PROBLEM DETAILS ▸
Return the lines below word for word, but leave out the pictures.

ROWS ▸
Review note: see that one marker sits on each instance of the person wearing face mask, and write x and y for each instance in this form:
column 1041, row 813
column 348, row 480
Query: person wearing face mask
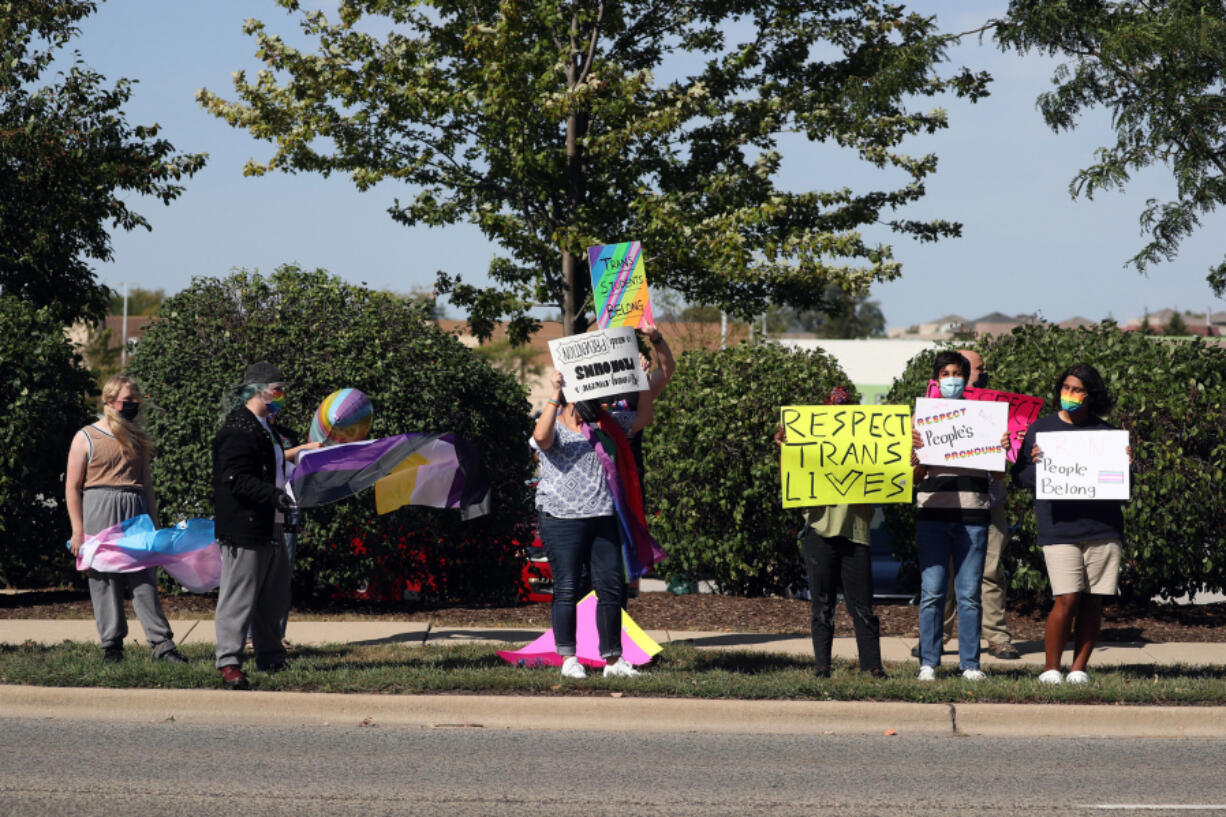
column 992, row 591
column 249, row 508
column 951, row 528
column 107, row 482
column 1081, row 539
column 578, row 520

RESULT BELOW ▸
Review note: see that one marker sits on each instance of the person wearing face mask, and write x and y for each instance in this form:
column 1041, row 813
column 348, row 480
Query: person wearing face mask
column 992, row 591
column 249, row 508
column 951, row 528
column 107, row 482
column 1081, row 539
column 578, row 520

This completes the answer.